Source text
— begin —

Am 10.12.2012 19:05, schrieb Christian Schneider:
One possibility is to update the soap connector to the current cxf
version. This will probably work until we upgrade the cxf version again.
Another possibility would be to remove the libs from the connector and
rely on people adding the libs in another way. As far as I understood
the idea of the connectors is that they simply work without additional
libs so I am not sure if this is an option. I also do not yet understand
how the classloading in the connectors works. Can someone explain this?

— end —

Supplied data

— begin —

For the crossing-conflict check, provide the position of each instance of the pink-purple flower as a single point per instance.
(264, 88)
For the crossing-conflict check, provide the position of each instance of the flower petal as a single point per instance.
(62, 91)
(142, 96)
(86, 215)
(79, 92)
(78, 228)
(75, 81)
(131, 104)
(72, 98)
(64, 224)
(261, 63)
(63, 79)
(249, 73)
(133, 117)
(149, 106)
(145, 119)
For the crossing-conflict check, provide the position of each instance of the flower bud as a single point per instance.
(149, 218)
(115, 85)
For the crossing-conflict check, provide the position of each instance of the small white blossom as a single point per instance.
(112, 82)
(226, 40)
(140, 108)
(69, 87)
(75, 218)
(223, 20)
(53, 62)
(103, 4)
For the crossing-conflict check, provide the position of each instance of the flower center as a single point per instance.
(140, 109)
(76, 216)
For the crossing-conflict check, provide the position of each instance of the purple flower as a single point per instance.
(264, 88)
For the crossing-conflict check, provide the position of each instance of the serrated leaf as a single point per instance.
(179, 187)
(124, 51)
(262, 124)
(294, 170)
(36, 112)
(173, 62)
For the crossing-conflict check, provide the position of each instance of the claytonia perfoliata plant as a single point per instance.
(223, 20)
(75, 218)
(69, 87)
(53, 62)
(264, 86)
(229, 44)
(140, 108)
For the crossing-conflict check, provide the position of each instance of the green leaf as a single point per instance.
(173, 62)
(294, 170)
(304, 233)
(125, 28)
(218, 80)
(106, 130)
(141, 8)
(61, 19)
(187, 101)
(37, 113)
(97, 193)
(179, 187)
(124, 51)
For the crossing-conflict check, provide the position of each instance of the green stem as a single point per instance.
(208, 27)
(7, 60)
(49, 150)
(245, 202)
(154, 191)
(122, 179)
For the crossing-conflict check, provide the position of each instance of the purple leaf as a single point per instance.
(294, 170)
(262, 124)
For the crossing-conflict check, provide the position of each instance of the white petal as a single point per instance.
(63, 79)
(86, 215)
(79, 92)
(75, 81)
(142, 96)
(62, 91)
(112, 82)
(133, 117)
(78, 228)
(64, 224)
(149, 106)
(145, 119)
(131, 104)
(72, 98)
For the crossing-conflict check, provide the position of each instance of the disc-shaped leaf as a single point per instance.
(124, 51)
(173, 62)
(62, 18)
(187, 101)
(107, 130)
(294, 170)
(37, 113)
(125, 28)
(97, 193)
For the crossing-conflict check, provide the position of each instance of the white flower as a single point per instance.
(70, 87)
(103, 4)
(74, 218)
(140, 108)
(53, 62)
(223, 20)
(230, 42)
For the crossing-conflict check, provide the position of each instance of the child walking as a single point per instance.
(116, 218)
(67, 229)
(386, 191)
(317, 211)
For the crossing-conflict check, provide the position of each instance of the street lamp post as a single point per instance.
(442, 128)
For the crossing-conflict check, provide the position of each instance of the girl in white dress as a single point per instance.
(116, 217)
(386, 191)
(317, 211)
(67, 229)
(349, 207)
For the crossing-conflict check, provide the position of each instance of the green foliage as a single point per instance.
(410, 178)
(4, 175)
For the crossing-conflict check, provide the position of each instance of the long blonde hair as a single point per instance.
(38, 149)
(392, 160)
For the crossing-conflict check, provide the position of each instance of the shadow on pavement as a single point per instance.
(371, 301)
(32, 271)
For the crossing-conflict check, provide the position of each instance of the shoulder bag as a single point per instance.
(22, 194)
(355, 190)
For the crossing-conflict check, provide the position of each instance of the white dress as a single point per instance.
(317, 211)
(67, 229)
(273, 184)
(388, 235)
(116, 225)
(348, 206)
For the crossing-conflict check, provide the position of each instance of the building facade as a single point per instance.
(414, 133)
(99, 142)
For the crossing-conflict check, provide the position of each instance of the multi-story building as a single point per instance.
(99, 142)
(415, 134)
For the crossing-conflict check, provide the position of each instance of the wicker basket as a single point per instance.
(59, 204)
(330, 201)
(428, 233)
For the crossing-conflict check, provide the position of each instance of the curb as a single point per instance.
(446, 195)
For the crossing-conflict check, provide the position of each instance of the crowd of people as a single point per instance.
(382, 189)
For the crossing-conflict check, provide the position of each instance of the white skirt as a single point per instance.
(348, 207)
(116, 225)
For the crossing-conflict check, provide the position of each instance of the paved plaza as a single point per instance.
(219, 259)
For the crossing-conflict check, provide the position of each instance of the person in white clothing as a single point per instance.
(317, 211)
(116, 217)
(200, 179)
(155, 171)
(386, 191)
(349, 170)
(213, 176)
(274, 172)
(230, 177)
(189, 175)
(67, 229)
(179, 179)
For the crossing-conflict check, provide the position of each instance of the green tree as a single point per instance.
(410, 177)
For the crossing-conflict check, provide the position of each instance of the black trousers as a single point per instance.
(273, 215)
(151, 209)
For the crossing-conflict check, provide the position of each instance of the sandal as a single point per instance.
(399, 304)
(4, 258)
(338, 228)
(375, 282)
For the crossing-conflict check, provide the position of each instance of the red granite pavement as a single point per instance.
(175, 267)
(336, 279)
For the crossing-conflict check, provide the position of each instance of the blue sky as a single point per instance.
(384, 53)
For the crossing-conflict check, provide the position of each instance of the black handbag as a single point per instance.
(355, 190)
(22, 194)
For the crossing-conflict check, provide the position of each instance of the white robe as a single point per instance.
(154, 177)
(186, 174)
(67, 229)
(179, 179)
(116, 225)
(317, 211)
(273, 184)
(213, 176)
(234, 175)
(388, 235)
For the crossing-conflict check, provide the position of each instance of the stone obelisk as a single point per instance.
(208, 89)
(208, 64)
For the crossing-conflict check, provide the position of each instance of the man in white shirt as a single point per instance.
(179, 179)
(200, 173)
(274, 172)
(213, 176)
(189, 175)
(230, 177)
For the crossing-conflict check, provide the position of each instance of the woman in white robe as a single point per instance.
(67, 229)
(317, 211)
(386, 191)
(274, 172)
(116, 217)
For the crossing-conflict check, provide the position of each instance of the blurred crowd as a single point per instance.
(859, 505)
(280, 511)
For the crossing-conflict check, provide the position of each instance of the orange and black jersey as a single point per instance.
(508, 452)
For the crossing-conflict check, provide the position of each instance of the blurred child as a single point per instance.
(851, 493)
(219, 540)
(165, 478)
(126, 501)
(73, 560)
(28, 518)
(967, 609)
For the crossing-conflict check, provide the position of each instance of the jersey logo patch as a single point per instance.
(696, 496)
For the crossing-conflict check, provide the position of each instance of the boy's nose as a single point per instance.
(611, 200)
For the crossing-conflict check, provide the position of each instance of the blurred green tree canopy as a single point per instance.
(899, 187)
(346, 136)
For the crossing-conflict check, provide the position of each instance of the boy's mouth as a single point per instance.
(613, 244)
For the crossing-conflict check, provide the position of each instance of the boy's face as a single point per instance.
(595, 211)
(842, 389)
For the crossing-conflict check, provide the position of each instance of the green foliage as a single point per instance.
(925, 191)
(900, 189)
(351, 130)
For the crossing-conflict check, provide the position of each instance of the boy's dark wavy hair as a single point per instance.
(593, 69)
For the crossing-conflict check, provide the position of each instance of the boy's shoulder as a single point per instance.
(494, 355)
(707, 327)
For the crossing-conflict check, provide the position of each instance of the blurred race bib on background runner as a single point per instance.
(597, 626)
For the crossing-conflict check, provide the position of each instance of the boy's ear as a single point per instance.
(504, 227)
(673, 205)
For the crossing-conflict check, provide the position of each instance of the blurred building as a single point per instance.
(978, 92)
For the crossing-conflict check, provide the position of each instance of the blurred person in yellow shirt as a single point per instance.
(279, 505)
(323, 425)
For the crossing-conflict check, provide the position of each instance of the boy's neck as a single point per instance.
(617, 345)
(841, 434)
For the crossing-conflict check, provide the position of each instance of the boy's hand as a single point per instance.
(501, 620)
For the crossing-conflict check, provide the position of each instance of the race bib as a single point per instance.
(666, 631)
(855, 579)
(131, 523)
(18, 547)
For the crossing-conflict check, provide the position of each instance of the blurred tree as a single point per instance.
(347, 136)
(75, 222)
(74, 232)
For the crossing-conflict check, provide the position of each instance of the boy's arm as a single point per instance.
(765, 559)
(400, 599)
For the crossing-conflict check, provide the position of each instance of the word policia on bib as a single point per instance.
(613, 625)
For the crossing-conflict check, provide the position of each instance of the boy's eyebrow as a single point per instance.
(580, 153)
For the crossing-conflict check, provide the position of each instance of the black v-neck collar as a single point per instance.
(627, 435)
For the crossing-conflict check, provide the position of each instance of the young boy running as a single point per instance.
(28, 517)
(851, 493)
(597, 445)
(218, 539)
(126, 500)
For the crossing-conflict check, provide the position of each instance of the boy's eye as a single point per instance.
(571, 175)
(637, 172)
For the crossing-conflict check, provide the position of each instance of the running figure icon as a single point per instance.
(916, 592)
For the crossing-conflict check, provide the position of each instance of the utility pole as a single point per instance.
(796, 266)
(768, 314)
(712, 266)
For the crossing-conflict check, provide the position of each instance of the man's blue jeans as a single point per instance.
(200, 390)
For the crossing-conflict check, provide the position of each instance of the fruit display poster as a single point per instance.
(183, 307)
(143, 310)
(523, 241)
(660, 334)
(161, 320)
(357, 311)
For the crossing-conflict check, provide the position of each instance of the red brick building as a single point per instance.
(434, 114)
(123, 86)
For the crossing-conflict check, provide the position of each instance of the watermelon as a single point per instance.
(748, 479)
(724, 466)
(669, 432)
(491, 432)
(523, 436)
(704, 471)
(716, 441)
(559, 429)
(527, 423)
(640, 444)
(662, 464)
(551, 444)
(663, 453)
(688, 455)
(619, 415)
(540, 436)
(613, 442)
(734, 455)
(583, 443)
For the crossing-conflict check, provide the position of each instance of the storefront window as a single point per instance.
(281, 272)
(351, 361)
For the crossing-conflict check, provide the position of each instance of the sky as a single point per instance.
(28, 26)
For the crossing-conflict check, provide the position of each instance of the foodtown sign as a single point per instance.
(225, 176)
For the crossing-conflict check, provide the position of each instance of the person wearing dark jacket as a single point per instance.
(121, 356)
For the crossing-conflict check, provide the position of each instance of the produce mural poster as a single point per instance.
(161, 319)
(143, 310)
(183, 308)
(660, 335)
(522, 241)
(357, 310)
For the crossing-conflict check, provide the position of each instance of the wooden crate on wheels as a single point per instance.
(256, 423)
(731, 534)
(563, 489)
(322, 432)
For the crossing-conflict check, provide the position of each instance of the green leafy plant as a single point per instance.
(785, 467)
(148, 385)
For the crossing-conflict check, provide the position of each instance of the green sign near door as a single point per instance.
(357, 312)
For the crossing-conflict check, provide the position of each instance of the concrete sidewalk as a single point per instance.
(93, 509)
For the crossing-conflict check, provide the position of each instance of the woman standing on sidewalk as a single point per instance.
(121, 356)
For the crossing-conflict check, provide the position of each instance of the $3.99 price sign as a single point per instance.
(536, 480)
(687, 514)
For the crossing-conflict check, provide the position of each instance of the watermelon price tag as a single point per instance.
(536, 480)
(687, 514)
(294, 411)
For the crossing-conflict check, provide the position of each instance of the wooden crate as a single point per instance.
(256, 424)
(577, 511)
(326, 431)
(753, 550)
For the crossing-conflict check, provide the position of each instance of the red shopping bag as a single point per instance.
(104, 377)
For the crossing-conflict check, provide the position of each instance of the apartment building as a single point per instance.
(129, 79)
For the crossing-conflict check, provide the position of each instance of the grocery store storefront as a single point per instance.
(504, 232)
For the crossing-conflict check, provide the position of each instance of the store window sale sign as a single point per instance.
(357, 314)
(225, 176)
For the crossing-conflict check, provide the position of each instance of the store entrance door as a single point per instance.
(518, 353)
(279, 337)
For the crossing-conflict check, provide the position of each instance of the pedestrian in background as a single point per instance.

— end —

Given request
Reproduce the message about the soap connector word for word, starting with "Am 10.12.2012 19:05, schrieb" and ending after "someone explain this?". Work only from the message about the soap connector.

Answer
Am 10.12.2012 19:05, schrieb Christian Schneider:
One possibility is to update the soap connector to the current cxf
version. This will probably work until we upgrade the cxf version again.
Another possibility would be to remove the libs from the connector and
rely on people adding the libs in another way. As far as I understood
the idea of the connectors is that they simply work without additional
libs so I am not sure if this is an option. I also do not yet understand
how the classloading in the connectors works. Can someone explain this?